▶ **Text provided**:
Growing Koanga Institute Potatoes in the Hokianga

Growing Koanga Institute Potatoes in the Hokianga

The Koanga Institute potato collection is a very special collection of old varieties that have come to us from all over the country, often with different names from different places. Holding this collection, and making as many varieties as possible available to members in the form of high quality seed potatoes, is an important role for the Koanga Institute.

Joseph and Catherine Land and family have been growing potatoes on their land in the Hokianga for about 30 years, and for the past 6 years have been the main potato grower for the Koanga Institute. Growing fantastic potatoes for seed and for eating requires considerable skill and effort. I visited the Lands in early December to discuss how they manage to grow such large quantities of great seed potatoes and to keep their lines of seed so healthy in such a humid climate.

The Lands live in a sheltered river valley. Their main growing land is on the river flats and has a rich, alluvial loam. The potatoes are grown in long rows in a large block with cultivation done using their Clydesdale horses (see pictures). Crop rotation is very important to maintain the health of the soil and the plants. The land to be planted with potatoes will have had a crop of lupins sown in the Autumn 2 years previously.

The lupins are harvested for their seed and the stalks left on the ground. The ground is then left fallow and lightly grazed with stock over the next 2 years until it is prepared for the potato planting. Prior to the lupins the land will have grown kumara, pumpkins and sweetcorn, and before that maize. Joseph has found that the potatoes do best in fresh ground, so they go in after the fallow time. The land has no other inputs (other than the lupins and the manure contributions deposited by the stock) apart from an application of lime over the whole cultivated area about 10 years ago. Another lime application is being planned at present.

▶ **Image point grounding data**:
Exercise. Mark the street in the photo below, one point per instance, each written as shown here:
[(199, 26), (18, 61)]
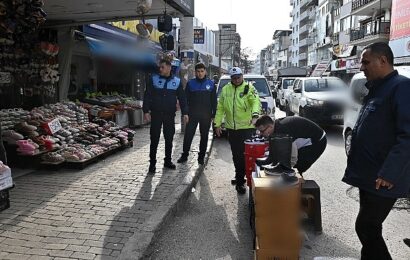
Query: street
[(215, 222)]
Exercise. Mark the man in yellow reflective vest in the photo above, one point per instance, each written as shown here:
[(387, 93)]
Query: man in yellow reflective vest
[(240, 106)]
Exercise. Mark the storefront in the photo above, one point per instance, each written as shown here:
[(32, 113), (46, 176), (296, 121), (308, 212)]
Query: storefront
[(400, 32)]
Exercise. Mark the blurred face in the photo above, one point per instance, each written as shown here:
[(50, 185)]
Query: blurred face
[(200, 73), (265, 130), (373, 66), (164, 70), (237, 79)]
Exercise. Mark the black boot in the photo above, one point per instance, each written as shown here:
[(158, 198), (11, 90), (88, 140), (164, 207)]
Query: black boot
[(169, 165), (183, 158)]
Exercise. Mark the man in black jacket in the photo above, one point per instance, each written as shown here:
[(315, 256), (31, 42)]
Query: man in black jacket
[(378, 162), (201, 98), (308, 140), (160, 103)]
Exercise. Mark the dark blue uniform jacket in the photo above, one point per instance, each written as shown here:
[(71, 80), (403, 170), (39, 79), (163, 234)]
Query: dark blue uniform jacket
[(381, 138), (162, 93), (201, 97)]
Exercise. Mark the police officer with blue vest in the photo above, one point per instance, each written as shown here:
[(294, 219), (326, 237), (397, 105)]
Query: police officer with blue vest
[(160, 103), (201, 98)]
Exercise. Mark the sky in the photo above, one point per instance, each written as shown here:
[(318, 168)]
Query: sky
[(256, 20)]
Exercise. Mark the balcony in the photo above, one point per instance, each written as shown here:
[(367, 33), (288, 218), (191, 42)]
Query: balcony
[(368, 7), (304, 42), (369, 33)]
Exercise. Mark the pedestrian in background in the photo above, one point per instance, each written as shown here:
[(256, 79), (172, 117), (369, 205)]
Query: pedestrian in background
[(378, 162), (201, 100), (160, 103), (240, 106)]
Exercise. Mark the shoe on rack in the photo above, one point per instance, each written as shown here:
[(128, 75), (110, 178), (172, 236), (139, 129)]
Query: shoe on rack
[(201, 160), (152, 169), (170, 165), (182, 159), (241, 189)]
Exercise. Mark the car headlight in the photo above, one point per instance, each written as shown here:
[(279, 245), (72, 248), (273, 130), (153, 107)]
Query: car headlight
[(314, 102)]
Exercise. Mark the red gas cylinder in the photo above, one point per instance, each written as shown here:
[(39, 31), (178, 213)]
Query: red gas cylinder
[(253, 150)]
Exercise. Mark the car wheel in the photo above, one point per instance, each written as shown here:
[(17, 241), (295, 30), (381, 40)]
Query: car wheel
[(348, 141), (287, 110)]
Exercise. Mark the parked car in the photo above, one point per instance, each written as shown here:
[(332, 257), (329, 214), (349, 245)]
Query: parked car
[(357, 91), (262, 87), (319, 99), (284, 88)]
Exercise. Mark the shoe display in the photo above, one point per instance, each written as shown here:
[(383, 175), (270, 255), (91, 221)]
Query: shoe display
[(182, 159), (241, 189), (201, 161), (170, 165)]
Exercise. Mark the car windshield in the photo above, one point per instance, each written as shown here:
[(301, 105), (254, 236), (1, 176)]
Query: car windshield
[(319, 85), (287, 82), (259, 83)]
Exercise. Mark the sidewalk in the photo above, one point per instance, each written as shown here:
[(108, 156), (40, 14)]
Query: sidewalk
[(110, 210)]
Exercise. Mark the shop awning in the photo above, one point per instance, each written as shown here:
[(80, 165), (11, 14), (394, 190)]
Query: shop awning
[(120, 52)]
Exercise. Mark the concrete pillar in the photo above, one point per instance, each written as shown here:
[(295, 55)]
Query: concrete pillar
[(66, 43), (186, 45)]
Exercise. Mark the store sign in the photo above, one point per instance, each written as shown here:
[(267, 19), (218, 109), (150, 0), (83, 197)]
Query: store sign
[(5, 77), (339, 64), (353, 65), (199, 36), (400, 19), (342, 50), (400, 47)]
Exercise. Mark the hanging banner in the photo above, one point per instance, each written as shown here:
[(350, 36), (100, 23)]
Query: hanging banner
[(400, 19), (199, 36), (353, 65)]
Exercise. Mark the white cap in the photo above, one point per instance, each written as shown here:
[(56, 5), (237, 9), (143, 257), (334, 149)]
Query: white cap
[(235, 71)]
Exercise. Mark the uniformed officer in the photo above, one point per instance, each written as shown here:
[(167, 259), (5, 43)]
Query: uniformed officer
[(160, 103), (201, 98), (239, 104)]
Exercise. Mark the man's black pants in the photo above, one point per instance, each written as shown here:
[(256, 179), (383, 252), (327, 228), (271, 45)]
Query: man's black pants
[(236, 140), (373, 211), (309, 154), (167, 121), (204, 122)]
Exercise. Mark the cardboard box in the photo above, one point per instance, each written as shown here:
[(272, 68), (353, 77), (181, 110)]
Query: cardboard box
[(278, 234), (274, 253), (274, 201)]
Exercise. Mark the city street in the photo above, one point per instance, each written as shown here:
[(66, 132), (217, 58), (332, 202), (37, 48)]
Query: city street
[(215, 222)]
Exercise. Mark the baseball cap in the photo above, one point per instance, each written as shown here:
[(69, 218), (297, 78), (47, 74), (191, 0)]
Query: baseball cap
[(235, 71)]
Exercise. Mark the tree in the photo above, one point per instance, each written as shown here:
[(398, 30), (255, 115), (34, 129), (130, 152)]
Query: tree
[(246, 59)]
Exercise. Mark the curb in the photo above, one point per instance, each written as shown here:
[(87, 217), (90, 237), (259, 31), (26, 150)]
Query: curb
[(138, 245)]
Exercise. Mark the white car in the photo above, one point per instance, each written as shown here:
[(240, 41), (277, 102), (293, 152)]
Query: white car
[(357, 91), (318, 99), (284, 89)]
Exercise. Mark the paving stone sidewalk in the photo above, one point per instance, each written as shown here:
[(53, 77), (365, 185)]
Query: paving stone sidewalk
[(110, 210)]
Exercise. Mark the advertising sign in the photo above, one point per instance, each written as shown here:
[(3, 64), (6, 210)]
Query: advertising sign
[(199, 36), (400, 19)]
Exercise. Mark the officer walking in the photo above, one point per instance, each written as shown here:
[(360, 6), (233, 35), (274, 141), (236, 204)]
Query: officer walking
[(239, 104), (201, 99), (160, 102)]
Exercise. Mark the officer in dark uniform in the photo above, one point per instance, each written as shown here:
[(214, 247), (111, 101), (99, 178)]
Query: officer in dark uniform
[(201, 98), (160, 103)]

▶ **Questions to answer**:
A. According to the Koanga potato article, for how many years have the Lands been the main potato grower for the Koanga Institute?
B. Reproduce the Koanga potato article word for word, from "The Koanga Institute potato" through "a humid climate.", inclusive.
C. Render this sentence from the Koanga potato article in Spanish: "Crop rotation is very important to maintain the health of the soil and the plants."
The lines are material separate from the Koanga potato article.

▶ **Response list**:
A. For the past 6 years.

B.
The Koanga Institute potato collection is a very special collection of old varieties that have come to us from all over the country, often with different names from different places. Holding this collection, and making as many varieties as possible available to members in the form of high quality seed potatoes, is an important role for the Koanga Institute.

Joseph and Catherine Land and family have been growing potatoes on their land in the Hokianga for about 30 years, and for the past 6 years have been the main potato grower for the Koanga Institute. Growing fantastic potatoes for seed and for eating requires considerable skill and effort. I visited the Lands in early December to discuss how they manage to grow such large quantities of great seed potatoes and to keep their lines of seed so healthy in such a humid climate.

C. La rotación de cultivos es muy importante para mantener la salud del suelo y de las plantas.